Exercise brief: Write out the section of the mixing thread that starts at "Now put them" and ends at "the sound field.", copying it word for word.

Filter one or the other, highs or low and again listen to the effect.

Now delay one or the other and listen again.

Now put them both through the same reverb (preferably a simple reverb, no early reflections) and do all the same exercises.

If all goes well, and your monitoring environment is up to the task you should already have a considerable array of tools to place things in the sound field.

The thing about most reverbs is that they affect the spectral content, and they usually have some inherent delay, so when you start using them in real projects you may discover that pan, EQ, and delay can actually muddy things a bit.

But for starters it is difficult to beat the exercises above, so some variation on them.


----------



## KEnK (Apr 6, 2012)

Hi Bill-

Sounds like you're talking about the Haas effect here,
or some variation of it.

k


----------



## wst3 (Apr 6, 2012)

KEnK @ Fri Apr 06 said:


> Hi Bill-
> 
> Sounds like you're talking about the Haas effect here,
> or some variation of it.
> ...



That is certainly part of it, and you can use it to great effect, but there are a lot more tools available to us!!! Timing (delay & reverb), Timbre (instrument selection and filters), Pan, level, matrixing, etc are all helpful.


----------



## germancomponist (Apr 6, 2012)

wst3 @ Fri Apr 06 said:


> That is certainly part of it, and you can use it to great effect, but there are a lot more tools available to us!!! Timing (delay & reverb), Timbre (instrument selection and filters), Pan, level, matrixing, etc are all helpful.



Experiment with detuning the reverb, for example tune it a little bit deeper or modulate it with a pitch lfo...., you get cool results! o-[][]-o


----------



## xenno (Apr 6, 2012)

> The thing about most reverbs is that they affect the spectral content, and they usually have some inherent delay, so when you start using them in real projects you may discover that pan, EQ, and delay can actually muddy things a bit.





> Experiment with detuning the reverb, for example tune it a little bit deeper or modulate it with a pitch lfo...., you get cool results! beer




Wishing there was a "Like" button at the moment.


----------

Dataset records:
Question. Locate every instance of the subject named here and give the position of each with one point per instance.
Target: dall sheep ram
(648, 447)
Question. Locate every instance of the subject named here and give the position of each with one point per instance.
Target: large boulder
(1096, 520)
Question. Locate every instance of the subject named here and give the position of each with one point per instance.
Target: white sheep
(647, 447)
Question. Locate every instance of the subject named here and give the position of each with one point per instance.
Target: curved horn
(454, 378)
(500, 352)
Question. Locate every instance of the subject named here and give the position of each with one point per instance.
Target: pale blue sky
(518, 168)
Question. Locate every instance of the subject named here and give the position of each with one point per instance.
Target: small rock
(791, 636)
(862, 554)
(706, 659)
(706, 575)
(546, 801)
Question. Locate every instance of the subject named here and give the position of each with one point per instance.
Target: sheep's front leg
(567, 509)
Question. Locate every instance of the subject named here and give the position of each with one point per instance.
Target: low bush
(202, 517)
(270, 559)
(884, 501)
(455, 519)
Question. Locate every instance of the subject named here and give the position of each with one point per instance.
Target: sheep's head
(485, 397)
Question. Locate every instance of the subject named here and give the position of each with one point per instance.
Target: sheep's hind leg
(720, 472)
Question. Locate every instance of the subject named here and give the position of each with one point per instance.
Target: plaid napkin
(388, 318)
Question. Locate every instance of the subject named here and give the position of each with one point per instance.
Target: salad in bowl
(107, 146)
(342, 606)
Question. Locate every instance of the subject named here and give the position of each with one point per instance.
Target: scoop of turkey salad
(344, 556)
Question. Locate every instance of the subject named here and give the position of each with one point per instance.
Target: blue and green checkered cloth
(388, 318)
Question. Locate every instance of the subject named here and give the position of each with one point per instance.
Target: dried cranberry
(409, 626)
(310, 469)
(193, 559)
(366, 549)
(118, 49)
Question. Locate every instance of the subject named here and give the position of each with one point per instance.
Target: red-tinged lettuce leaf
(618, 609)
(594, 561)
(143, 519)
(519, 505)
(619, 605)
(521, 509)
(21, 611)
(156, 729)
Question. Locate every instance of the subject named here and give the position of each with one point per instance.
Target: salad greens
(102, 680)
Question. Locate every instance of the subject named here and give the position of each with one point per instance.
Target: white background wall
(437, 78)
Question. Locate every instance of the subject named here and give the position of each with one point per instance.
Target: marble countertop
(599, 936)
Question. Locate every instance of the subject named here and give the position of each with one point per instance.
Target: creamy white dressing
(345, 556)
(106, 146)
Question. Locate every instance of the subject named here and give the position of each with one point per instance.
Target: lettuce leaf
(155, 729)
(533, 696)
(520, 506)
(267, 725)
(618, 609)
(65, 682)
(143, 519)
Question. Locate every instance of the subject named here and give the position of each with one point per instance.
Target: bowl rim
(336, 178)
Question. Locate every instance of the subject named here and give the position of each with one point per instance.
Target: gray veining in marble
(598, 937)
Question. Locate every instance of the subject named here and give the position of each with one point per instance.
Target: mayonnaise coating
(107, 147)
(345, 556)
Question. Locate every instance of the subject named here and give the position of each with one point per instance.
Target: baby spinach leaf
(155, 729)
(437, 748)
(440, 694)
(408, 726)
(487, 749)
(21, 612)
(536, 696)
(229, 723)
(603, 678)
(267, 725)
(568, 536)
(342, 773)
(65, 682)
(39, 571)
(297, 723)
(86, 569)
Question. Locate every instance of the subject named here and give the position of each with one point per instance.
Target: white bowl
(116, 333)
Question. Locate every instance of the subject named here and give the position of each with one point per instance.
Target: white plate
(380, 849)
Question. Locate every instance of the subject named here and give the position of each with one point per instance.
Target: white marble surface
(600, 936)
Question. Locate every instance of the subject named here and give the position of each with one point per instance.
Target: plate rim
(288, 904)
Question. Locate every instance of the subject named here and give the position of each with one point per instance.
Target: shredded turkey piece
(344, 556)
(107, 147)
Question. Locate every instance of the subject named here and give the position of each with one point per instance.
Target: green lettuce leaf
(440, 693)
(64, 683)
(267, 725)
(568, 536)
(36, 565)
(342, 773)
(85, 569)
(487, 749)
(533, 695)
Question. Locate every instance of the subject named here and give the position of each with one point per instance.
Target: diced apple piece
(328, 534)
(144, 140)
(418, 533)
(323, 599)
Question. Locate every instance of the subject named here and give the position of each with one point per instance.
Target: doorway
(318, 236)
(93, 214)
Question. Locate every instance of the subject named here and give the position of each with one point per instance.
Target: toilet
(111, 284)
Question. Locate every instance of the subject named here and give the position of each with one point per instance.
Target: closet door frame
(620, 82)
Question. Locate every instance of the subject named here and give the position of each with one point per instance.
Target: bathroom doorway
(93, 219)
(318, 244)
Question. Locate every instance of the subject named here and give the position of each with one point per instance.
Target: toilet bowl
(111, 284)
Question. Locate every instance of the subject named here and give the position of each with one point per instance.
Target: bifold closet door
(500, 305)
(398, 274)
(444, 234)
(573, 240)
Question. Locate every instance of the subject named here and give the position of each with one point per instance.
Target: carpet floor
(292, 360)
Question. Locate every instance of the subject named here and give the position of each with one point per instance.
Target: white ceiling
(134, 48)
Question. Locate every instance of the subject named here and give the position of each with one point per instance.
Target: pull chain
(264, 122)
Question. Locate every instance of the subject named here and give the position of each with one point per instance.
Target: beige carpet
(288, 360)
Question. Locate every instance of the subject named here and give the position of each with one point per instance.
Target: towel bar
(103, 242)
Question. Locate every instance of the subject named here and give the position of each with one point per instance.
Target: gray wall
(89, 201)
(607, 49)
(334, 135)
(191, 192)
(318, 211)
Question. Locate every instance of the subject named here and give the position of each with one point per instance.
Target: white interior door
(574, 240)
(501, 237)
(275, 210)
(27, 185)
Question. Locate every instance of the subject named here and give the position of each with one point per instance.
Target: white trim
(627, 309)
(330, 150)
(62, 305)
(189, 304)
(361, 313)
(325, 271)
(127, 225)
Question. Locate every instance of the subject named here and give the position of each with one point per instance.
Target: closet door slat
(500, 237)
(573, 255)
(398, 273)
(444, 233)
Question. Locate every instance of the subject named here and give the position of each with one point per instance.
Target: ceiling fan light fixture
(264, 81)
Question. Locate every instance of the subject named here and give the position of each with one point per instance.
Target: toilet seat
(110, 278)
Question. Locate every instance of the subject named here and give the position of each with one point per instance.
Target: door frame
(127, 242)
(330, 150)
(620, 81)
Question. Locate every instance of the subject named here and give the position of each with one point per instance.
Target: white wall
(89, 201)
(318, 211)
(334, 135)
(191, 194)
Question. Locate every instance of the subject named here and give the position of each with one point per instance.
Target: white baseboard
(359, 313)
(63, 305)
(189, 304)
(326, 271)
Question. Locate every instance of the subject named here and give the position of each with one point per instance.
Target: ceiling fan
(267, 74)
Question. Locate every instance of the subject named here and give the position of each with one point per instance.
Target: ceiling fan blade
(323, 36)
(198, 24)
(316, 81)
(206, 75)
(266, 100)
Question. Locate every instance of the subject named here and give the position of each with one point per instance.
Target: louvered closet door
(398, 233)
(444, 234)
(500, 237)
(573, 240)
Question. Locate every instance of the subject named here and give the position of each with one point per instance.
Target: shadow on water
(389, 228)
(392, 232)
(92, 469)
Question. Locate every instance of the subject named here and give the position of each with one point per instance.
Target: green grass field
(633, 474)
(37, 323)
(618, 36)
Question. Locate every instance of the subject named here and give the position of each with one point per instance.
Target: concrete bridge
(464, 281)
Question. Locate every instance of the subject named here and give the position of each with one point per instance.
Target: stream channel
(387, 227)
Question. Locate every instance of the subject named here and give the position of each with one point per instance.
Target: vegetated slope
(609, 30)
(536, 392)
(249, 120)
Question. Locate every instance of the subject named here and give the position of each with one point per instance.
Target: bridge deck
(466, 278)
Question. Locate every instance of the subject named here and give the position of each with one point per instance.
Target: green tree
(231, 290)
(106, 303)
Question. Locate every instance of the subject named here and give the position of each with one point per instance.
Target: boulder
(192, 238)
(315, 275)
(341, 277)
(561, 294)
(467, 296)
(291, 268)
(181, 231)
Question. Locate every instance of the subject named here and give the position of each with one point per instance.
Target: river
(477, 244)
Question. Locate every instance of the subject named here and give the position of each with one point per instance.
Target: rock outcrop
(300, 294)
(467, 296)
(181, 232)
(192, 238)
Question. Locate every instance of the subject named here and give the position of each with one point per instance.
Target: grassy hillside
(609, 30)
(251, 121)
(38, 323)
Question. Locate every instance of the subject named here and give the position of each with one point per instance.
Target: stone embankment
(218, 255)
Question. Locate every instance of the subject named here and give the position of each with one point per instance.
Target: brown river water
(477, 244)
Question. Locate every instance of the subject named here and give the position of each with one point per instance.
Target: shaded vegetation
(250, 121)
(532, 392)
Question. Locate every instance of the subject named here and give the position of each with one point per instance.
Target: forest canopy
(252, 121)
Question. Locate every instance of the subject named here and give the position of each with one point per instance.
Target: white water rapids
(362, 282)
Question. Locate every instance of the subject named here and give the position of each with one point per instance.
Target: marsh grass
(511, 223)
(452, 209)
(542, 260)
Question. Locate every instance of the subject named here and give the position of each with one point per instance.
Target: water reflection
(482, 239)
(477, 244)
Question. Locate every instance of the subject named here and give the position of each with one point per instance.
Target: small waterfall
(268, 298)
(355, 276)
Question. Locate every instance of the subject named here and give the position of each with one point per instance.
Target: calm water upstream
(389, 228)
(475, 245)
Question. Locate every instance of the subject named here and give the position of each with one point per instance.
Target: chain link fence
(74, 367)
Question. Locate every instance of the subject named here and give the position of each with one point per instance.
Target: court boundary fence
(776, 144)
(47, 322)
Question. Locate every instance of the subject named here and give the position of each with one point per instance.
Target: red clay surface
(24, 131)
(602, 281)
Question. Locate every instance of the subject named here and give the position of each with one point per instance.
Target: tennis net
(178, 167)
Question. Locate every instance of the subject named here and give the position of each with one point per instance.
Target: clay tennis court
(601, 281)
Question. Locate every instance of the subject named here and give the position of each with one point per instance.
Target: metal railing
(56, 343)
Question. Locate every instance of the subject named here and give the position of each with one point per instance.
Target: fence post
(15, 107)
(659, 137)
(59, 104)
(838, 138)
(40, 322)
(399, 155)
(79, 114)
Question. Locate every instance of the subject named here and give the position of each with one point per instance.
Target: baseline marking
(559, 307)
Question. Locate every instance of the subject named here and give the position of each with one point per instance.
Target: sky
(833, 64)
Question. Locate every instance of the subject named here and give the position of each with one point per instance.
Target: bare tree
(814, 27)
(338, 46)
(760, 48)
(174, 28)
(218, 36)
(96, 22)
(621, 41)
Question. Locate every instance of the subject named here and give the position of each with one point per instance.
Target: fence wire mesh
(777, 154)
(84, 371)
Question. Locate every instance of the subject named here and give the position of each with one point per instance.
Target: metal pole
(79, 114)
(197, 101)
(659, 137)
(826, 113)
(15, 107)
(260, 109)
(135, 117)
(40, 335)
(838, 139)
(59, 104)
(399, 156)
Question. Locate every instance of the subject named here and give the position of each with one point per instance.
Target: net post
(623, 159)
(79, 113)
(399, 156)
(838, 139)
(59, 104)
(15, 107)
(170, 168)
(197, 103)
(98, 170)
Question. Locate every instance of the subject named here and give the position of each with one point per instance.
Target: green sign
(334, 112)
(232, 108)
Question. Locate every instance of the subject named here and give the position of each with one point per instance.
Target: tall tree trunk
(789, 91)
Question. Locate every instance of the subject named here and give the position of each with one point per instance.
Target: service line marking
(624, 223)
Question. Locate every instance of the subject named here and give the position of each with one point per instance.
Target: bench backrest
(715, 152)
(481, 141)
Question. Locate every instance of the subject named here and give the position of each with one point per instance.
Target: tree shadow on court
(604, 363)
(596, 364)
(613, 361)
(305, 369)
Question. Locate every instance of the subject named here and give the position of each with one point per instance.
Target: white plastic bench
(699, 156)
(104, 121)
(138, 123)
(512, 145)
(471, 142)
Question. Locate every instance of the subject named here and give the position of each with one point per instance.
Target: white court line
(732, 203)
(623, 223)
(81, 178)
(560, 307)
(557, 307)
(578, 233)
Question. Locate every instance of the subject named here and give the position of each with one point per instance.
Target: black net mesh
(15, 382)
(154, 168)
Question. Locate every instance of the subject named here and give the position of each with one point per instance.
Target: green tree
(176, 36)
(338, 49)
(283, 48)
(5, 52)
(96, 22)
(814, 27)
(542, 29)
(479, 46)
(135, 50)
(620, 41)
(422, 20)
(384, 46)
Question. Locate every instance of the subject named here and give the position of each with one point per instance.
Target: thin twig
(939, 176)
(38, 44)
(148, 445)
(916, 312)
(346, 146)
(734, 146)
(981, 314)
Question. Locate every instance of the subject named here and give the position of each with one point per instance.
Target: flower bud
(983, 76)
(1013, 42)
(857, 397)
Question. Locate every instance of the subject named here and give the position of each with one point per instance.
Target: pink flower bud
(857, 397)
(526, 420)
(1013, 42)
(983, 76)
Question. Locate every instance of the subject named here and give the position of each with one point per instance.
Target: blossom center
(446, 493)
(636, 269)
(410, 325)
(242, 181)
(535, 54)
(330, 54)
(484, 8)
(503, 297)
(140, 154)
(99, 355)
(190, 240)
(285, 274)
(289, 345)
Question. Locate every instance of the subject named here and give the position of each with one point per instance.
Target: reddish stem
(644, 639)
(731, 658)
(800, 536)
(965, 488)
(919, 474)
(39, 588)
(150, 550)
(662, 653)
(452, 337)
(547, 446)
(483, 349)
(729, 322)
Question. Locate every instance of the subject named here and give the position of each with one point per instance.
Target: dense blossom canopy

The answer:
Now put them both through the same reverb (preferably a simple reverb, no early reflections) and do all the same exercises.

If all goes well, and your monitoring environment is up to the task you should already have a considerable array of tools to place things in the sound field.